(Requirement): Repeat each of these records exactly.

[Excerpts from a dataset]
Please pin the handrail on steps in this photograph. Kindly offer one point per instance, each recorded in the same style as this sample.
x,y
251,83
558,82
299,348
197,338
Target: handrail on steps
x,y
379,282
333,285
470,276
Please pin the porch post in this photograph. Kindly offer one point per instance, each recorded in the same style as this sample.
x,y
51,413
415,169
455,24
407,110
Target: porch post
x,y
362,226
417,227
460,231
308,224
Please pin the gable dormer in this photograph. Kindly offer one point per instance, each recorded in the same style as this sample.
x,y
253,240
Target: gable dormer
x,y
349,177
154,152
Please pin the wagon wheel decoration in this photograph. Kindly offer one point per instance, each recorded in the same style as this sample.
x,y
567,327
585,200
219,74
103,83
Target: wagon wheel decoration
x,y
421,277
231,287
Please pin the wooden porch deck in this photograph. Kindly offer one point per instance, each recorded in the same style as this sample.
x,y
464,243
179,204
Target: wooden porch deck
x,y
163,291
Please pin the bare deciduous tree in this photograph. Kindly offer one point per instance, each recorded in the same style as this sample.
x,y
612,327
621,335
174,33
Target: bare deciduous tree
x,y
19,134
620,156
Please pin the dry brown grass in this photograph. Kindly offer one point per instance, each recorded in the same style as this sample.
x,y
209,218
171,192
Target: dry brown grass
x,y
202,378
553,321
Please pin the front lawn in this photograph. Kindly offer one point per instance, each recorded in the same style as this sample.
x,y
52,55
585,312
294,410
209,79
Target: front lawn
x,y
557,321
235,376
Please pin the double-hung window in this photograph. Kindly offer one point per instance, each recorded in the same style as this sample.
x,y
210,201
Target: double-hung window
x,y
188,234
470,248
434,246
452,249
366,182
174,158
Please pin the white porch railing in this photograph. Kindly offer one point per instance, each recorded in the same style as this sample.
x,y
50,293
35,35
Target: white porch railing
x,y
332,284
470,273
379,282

(Response to the exercise):
Please pin the handrail on steps in this photograph. Kindly offer one point per instance, each recorded in the same style as this sample.
x,y
251,83
558,82
299,348
197,338
Target: handrail on steps
x,y
379,282
333,285
470,276
Please pin the porch post in this photograph. Kindly offer one point per instance, each recorded in the same style as this sample.
x,y
51,413
415,169
455,24
407,110
Target: porch post
x,y
362,226
417,227
460,231
308,224
Please pin the gable dormer in this photograph. Kindly offer one point per instance, each recorded in the same style as this sample.
x,y
253,240
Target: gable dormer
x,y
349,177
154,152
Please pin the wagon wheel decoration in this photograph. Kindly offer one point per instance, each recorded in the same style as this sample.
x,y
567,327
585,200
219,74
103,83
Target: wagon wheel decoration
x,y
421,277
231,287
Please pin the wooden porch deck in this photograph. Kindly offer one point per instance, each recorded in the same style as this sample.
x,y
464,243
179,204
Target: wooden porch deck
x,y
163,291
Please pin the bare deciduous tree in this photograph. Kindly offer one point per instance, each recorded in the same style as this sample.
x,y
612,327
621,335
174,33
Target: bare deciduous tree
x,y
19,134
620,156
Please pin the dry brown grass in this photograph. Kindly offer one point per instance, each recorded in the same style as this sample.
x,y
209,218
171,192
Target: dry brown grass
x,y
202,378
553,321
Please pin the front lawn in this photograph. Kindly offer one point per instance, each recorded in the same style as this sample.
x,y
52,55
585,312
294,410
209,79
Target: front lawn
x,y
557,321
235,376
Please pin the double-hung window in this photograph. Kindly offer one point per instance, each recorded in the same style as this sample.
x,y
210,201
Target: double-hung window
x,y
188,234
470,248
434,246
452,249
366,182
174,158
Please pin the white porch railing in this photograph. Kindly offer one point per instance, each recorded in the same style as this sample.
x,y
50,293
35,35
Target: white porch railing
x,y
332,284
470,273
379,282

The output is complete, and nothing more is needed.